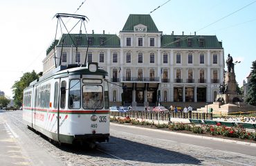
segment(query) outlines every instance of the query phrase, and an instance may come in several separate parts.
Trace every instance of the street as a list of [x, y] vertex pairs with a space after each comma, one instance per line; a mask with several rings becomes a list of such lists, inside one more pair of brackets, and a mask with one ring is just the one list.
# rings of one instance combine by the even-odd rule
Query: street
[[[0, 162], [3, 165], [256, 165], [255, 144], [113, 123], [109, 142], [97, 147], [105, 154], [72, 146], [59, 147], [17, 121], [21, 116], [22, 111], [0, 111]], [[86, 163], [81, 154], [98, 164]]]

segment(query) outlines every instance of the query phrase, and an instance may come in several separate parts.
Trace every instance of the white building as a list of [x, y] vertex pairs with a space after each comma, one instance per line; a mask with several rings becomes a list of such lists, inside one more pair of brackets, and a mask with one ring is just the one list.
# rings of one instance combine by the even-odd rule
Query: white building
[[[119, 37], [93, 31], [87, 42], [85, 34], [71, 36], [60, 40], [62, 57], [62, 42], [56, 46], [56, 66], [84, 64], [88, 43], [86, 61], [98, 62], [120, 86], [110, 84], [112, 104], [204, 104], [216, 100], [223, 82], [223, 48], [216, 36], [163, 35], [149, 15], [130, 15]], [[55, 67], [53, 49], [48, 50], [44, 73]]]

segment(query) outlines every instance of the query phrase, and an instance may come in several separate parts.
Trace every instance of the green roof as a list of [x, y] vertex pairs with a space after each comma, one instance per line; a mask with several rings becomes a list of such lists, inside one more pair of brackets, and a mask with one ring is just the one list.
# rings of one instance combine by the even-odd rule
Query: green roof
[[147, 32], [158, 32], [150, 15], [129, 15], [122, 31], [134, 31], [134, 26], [138, 24], [146, 26]]
[[[88, 40], [91, 40], [89, 47], [98, 48], [120, 48], [120, 38], [116, 35], [107, 34], [63, 34], [57, 46], [62, 46], [64, 39], [63, 46], [71, 46], [73, 45], [80, 47], [87, 46]], [[101, 41], [102, 40], [102, 41]], [[101, 43], [101, 44], [100, 44]]]
[[[190, 46], [188, 41], [192, 42]], [[180, 41], [180, 44], [177, 44], [177, 41]], [[203, 41], [203, 44], [200, 46], [199, 41]], [[218, 41], [215, 35], [163, 35], [161, 38], [162, 48], [223, 48], [222, 44]]]

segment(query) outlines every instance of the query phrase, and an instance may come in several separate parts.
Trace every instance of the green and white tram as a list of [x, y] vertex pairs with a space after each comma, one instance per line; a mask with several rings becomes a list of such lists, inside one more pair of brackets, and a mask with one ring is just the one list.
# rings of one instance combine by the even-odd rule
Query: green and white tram
[[60, 143], [108, 141], [107, 75], [96, 62], [58, 66], [24, 89], [24, 121]]

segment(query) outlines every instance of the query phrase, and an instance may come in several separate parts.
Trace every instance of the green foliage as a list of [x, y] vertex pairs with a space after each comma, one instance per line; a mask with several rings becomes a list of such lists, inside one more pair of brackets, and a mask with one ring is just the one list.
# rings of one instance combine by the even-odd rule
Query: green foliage
[[20, 107], [22, 104], [23, 100], [23, 91], [29, 84], [37, 80], [39, 77], [38, 75], [33, 71], [31, 73], [27, 72], [23, 75], [20, 78], [19, 81], [15, 81], [15, 84], [12, 85], [12, 92], [14, 93], [14, 102], [15, 106], [17, 107]]
[[6, 107], [7, 105], [10, 103], [10, 100], [6, 98], [4, 96], [0, 96], [0, 107]]
[[248, 81], [249, 90], [246, 95], [246, 102], [256, 106], [256, 61], [253, 62], [250, 80]]

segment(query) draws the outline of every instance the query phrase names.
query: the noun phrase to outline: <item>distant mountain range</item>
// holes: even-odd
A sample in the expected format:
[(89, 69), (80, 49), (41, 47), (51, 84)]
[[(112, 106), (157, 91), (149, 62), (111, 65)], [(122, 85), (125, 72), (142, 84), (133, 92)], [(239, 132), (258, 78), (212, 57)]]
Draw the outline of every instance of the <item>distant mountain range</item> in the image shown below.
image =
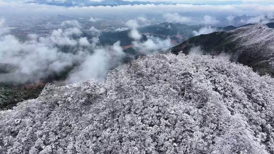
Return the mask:
[(58, 1), (58, 0), (32, 0), (29, 1), (27, 3), (37, 3), (39, 4), (46, 4), (50, 5), (56, 5), (64, 7), (75, 7), (75, 6), (117, 6), (121, 5), (147, 5), (154, 4), (156, 5), (164, 4), (164, 5), (176, 5), (176, 4), (191, 4), (196, 5), (241, 5), (244, 4), (256, 3), (256, 2), (246, 2), (241, 1), (227, 1), (221, 2), (218, 1), (206, 1), (203, 3), (196, 2), (180, 2), (168, 1), (160, 1), (158, 2), (150, 2), (149, 1), (127, 1), (122, 0), (105, 0), (100, 2), (95, 2), (89, 0), (66, 0), (66, 1)]
[(274, 76), (274, 29), (270, 28), (273, 25), (249, 24), (233, 30), (200, 35), (173, 47), (171, 52), (188, 54), (193, 52), (193, 47), (199, 47), (203, 54), (226, 55), (231, 61)]
[(176, 4), (177, 3), (172, 2), (141, 2), (141, 1), (126, 1), (122, 0), (105, 0), (100, 2), (95, 2), (89, 0), (66, 0), (66, 1), (47, 1), (35, 0), (29, 1), (27, 3), (37, 3), (64, 7), (81, 7), (81, 6), (118, 6), (122, 5), (147, 5), (147, 4)]

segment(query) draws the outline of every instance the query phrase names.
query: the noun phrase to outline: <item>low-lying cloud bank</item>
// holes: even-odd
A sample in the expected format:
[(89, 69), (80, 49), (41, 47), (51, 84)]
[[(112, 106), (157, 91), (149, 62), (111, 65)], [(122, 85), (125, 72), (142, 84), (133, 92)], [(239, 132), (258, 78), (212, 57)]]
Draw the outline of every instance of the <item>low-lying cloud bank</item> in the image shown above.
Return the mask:
[[(130, 26), (131, 22), (135, 25)], [(142, 35), (136, 30), (137, 21), (128, 23), (130, 35), (136, 38), (132, 44), (137, 53), (163, 52), (172, 47), (169, 39), (148, 36), (147, 41), (141, 42), (134, 35)], [(0, 23), (2, 29), (9, 29), (4, 21)], [(90, 78), (102, 81), (109, 70), (121, 64), (123, 58), (129, 56), (123, 52), (119, 41), (102, 46), (97, 37), (83, 37), (82, 26), (77, 21), (66, 21), (61, 25), (62, 28), (53, 30), (48, 37), (38, 38), (35, 34), (29, 34), (28, 40), (23, 42), (7, 34), (8, 31), (3, 31), (0, 35), (0, 62), (15, 68), (1, 73), (0, 82), (25, 83), (56, 78), (65, 79), (66, 83)], [(100, 33), (94, 27), (88, 32), (95, 35)]]
[[(239, 26), (249, 21), (262, 23), (259, 18), (261, 19), (266, 15), (270, 17), (270, 18), (273, 18), (273, 10), (274, 5), (263, 5), (259, 4), (224, 5), (146, 5), (113, 7), (99, 6), (66, 8), (36, 4), (18, 4), (0, 2), (0, 14), (7, 18), (15, 15), (17, 17), (31, 15), (54, 16), (58, 14), (74, 17), (86, 16), (90, 18), (90, 15), (92, 15), (89, 20), (90, 22), (101, 20), (109, 17), (110, 14), (111, 14), (126, 20), (133, 19), (136, 16), (147, 16), (150, 20), (156, 19), (157, 22), (164, 20), (185, 23), (201, 23), (201, 21), (204, 20), (206, 24), (222, 25), (230, 23)], [(236, 20), (236, 18), (233, 18), (243, 15), (253, 17), (238, 21)]]

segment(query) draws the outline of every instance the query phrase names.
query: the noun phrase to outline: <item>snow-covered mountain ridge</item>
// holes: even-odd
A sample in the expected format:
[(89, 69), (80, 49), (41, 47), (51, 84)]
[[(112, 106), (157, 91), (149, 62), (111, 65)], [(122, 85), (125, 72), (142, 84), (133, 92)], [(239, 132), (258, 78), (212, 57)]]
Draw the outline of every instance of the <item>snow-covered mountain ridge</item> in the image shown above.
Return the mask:
[(203, 54), (228, 54), (232, 61), (274, 76), (274, 29), (257, 24), (228, 31), (197, 36), (174, 47), (172, 52), (188, 54), (199, 46)]
[(1, 153), (273, 153), (274, 79), (153, 55), (0, 112)]

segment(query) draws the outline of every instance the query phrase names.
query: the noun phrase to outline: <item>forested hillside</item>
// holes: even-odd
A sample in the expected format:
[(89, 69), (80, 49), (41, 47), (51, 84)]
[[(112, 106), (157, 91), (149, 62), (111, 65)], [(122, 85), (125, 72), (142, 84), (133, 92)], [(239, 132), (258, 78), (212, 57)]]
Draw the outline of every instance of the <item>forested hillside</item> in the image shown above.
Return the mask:
[(152, 55), (0, 112), (1, 153), (273, 153), (274, 80)]

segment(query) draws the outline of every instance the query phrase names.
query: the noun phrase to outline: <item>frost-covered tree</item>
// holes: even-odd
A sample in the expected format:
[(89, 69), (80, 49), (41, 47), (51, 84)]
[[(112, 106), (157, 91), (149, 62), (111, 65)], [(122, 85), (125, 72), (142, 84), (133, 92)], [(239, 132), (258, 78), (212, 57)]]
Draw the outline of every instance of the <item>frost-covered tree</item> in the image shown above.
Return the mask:
[(273, 153), (274, 80), (153, 55), (0, 112), (1, 153)]

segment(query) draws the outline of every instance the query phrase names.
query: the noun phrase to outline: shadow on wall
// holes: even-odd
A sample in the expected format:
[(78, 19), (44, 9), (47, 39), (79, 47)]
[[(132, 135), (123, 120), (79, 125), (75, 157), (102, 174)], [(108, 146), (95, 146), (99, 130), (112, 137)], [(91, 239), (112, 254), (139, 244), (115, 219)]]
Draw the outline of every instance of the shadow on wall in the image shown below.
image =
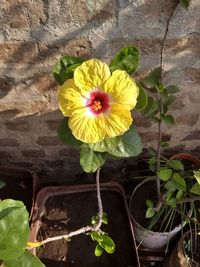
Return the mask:
[[(67, 10), (67, 4), (63, 1), (63, 5)], [(88, 0), (90, 9), (95, 8), (95, 4)], [(76, 30), (70, 32), (70, 28), (67, 28), (68, 33), (58, 38), (58, 33), (54, 32), (53, 40), (48, 40), (52, 35), (51, 27), (55, 21), (57, 24), (59, 20), (56, 15), (50, 10), (50, 1), (43, 1), (45, 17), (40, 18), (39, 26), (33, 26), (31, 22), (31, 11), (28, 9), (25, 3), (22, 4), (10, 4), (9, 15), (0, 19), (0, 22), (4, 24), (3, 33), (7, 34), (9, 29), (16, 27), (16, 23), (20, 23), (20, 15), (23, 13), (23, 9), (27, 12), (27, 23), (30, 25), (29, 32), (26, 33), (30, 38), (26, 41), (13, 41), (2, 43), (4, 49), (2, 53), (3, 63), (5, 68), (1, 69), (0, 79), (0, 98), (5, 97), (12, 88), (20, 85), (22, 88), (27, 89), (34, 83), (45, 83), (45, 78), (51, 72), (52, 66), (55, 62), (64, 54), (71, 54), (75, 56), (81, 56), (85, 59), (89, 58), (92, 53), (91, 43), (87, 40), (87, 34), (94, 29), (101, 27), (101, 25), (109, 20), (113, 16), (113, 11), (109, 10), (109, 2), (102, 1), (104, 6), (96, 13), (87, 15), (87, 20), (80, 23), (81, 26)], [(19, 5), (22, 5), (19, 9)], [(18, 10), (18, 12), (16, 12)], [(88, 11), (88, 12), (89, 12)], [(62, 10), (62, 16), (64, 18), (64, 10)], [(78, 12), (78, 11), (77, 11)], [(115, 12), (115, 11), (114, 11)], [(51, 13), (51, 16), (49, 16)], [(66, 12), (69, 15), (69, 12)], [(85, 16), (86, 16), (85, 15)], [(66, 16), (65, 16), (66, 17)], [(65, 18), (64, 23), (70, 22), (72, 18)], [(14, 26), (13, 26), (14, 25)], [(65, 27), (66, 25), (59, 25)], [(57, 28), (56, 28), (57, 27)], [(55, 29), (58, 30), (58, 25), (55, 25)], [(13, 29), (12, 29), (13, 30)], [(17, 40), (17, 36), (14, 39)], [(20, 37), (19, 37), (20, 38)], [(101, 44), (103, 45), (103, 44)], [(1, 45), (0, 45), (1, 46)], [(26, 75), (26, 76), (25, 76)], [(14, 78), (15, 77), (15, 78)], [(48, 79), (48, 78), (47, 78)], [(44, 81), (43, 81), (44, 80)], [(54, 86), (55, 84), (53, 84)], [(48, 91), (52, 88), (52, 83), (46, 83), (44, 91)]]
******
Challenge:
Count the lines in the items above that contain the string "snow". Matching is case-sensitive, and the answer is the number alone.

In response:
2